• [Input data]:
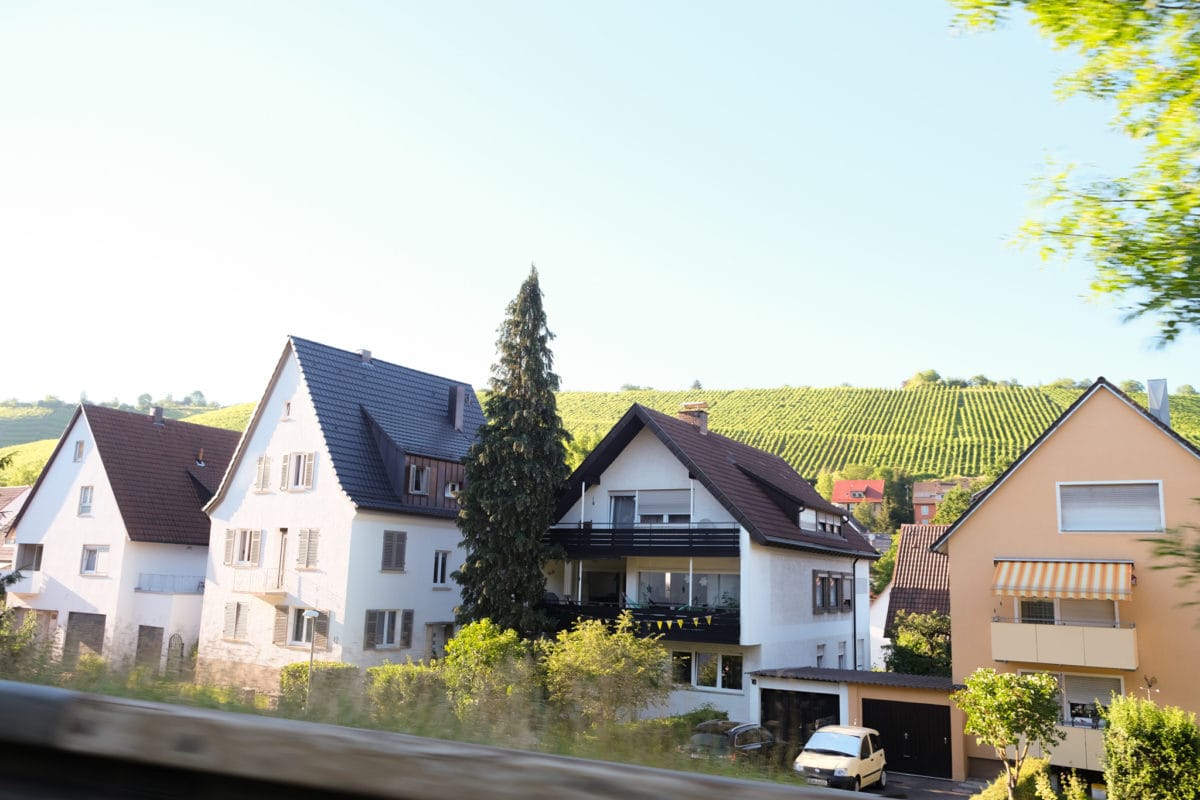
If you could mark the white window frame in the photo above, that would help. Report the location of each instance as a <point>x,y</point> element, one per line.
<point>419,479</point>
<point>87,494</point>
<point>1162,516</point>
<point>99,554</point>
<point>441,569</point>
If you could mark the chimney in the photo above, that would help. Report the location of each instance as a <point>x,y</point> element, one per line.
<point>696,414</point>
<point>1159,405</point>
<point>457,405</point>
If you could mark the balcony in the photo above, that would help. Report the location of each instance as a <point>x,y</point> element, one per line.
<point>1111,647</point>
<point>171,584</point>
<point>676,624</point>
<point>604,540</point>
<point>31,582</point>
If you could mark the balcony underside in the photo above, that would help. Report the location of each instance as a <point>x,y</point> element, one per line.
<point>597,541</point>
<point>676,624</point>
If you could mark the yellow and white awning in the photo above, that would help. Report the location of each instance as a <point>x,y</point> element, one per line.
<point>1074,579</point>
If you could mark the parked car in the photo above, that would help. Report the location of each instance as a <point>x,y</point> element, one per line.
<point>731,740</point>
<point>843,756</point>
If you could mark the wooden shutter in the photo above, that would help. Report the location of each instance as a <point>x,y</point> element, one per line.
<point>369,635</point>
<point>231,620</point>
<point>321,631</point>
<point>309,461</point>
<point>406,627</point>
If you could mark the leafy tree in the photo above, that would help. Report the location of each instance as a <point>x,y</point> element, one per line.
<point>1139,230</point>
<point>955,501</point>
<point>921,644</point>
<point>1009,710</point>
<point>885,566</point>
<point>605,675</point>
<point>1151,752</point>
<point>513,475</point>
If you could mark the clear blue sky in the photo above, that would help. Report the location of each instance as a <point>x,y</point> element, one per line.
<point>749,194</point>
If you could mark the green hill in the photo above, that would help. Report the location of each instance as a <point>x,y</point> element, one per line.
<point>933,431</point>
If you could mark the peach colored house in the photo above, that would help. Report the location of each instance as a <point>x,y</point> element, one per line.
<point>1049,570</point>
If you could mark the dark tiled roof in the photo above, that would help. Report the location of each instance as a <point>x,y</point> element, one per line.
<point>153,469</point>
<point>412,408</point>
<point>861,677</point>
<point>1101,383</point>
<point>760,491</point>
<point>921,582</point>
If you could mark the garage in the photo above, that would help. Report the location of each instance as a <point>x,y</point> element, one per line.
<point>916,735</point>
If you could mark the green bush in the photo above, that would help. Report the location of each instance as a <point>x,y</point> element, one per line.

• [Exercise brief]:
Using the material above, extract the line that contains "If you could mark the clear" and every line after it, exactly as given; stop at the last line.

• [Exercise solution]:
If you could mark the clear blue sky in the photo above, that would help. Report the location of each instance as a <point>x,y</point> element, one per line.
<point>749,194</point>
If you could mark the green hill in the photo above, that would help. Report the location of each instance as a <point>x,y</point> element, one per line.
<point>933,431</point>
If you could mark the peach colored house in the photo above, that would help. Report the location of each instance as a <point>x,y</point> element, one per line.
<point>1049,570</point>
If you could mark the dark tiled roof in the photo above, that would help. Report the location of each instance as a <point>x,y</point> element, one per line.
<point>153,469</point>
<point>412,408</point>
<point>861,677</point>
<point>1101,383</point>
<point>760,491</point>
<point>921,582</point>
If you could mark the garage in the photo above, that would help. Report the location of each instance as a <point>x,y</point> element, one per line.
<point>916,735</point>
If you could mark the green bush in the photo above, that would help. Report the location of each instance as a <point>x,y</point> element, one per line.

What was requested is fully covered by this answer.